-------- TASK DATA --------

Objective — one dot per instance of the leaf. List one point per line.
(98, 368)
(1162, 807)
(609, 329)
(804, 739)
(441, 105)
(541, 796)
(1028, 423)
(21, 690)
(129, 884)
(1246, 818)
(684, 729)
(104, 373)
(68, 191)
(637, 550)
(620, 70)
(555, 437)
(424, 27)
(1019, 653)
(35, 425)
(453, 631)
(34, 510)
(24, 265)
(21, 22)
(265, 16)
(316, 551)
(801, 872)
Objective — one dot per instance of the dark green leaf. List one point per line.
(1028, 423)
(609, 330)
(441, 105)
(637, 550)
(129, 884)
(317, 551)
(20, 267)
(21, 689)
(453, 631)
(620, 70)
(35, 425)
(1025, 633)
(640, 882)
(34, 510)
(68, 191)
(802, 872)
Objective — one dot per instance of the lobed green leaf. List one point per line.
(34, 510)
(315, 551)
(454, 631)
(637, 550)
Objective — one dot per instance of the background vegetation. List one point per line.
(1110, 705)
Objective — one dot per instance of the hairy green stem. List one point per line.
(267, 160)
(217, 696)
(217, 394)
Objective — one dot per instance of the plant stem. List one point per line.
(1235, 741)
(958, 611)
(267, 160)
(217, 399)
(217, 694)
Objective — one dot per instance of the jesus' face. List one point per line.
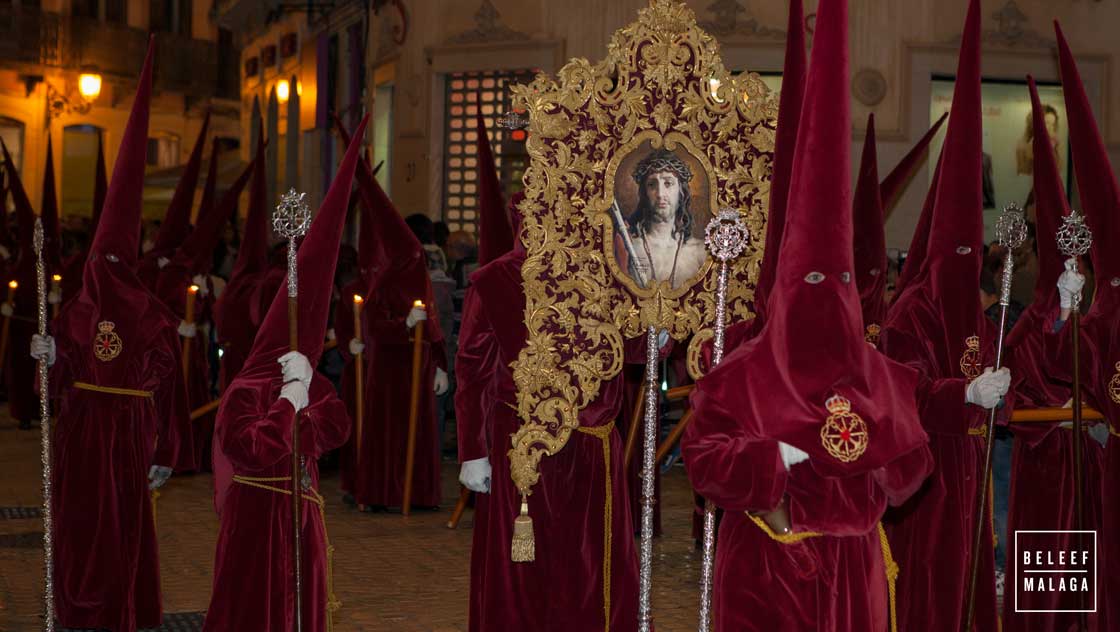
(663, 191)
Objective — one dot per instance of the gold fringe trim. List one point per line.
(111, 390)
(313, 495)
(892, 567)
(604, 434)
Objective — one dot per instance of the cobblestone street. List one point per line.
(406, 575)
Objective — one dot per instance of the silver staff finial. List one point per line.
(292, 215)
(1011, 226)
(726, 235)
(1074, 238)
(513, 120)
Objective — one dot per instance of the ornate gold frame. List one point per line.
(654, 84)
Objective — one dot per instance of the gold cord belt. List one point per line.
(313, 495)
(604, 434)
(888, 560)
(111, 390)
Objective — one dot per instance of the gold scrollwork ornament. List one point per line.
(970, 360)
(653, 91)
(106, 344)
(843, 434)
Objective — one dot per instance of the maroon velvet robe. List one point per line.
(252, 566)
(104, 445)
(379, 481)
(563, 588)
(931, 535)
(171, 289)
(1100, 378)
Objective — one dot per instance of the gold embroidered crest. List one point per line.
(845, 434)
(873, 334)
(106, 344)
(1114, 386)
(970, 360)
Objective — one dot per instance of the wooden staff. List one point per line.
(413, 411)
(459, 508)
(358, 382)
(7, 319)
(192, 293)
(56, 288)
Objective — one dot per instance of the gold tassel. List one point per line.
(524, 547)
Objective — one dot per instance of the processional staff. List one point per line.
(1010, 232)
(290, 221)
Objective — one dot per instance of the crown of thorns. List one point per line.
(662, 160)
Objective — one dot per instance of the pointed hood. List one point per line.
(176, 223)
(810, 361)
(197, 251)
(892, 187)
(100, 184)
(870, 241)
(789, 112)
(316, 260)
(52, 244)
(25, 214)
(253, 254)
(495, 237)
(1097, 184)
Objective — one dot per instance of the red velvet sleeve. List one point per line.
(940, 401)
(170, 397)
(325, 424)
(475, 364)
(736, 472)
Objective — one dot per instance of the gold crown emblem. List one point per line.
(845, 434)
(873, 334)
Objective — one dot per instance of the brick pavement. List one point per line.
(406, 575)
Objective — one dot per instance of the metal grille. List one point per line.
(460, 154)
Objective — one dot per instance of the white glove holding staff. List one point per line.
(987, 390)
(475, 475)
(43, 347)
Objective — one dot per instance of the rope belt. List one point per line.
(603, 433)
(888, 560)
(111, 390)
(313, 495)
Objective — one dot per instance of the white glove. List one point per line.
(414, 316)
(43, 347)
(475, 475)
(440, 381)
(296, 368)
(201, 281)
(158, 475)
(1070, 284)
(989, 388)
(791, 455)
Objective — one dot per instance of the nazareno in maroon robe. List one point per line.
(581, 489)
(122, 408)
(938, 327)
(1042, 462)
(253, 585)
(397, 277)
(808, 379)
(1100, 328)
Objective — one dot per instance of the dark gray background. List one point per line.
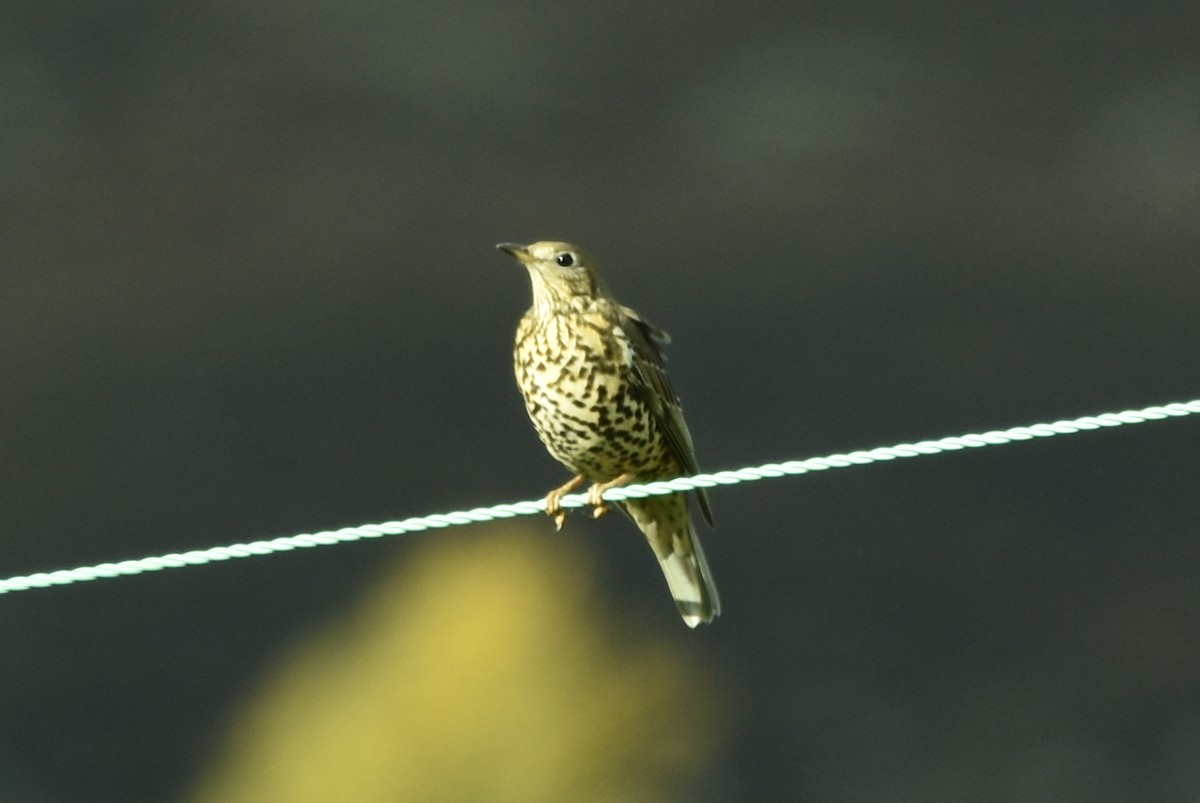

--------

Count the lines of the material above that contain the string "glove", treating uppercase and lowercase as different. Give only the number.

2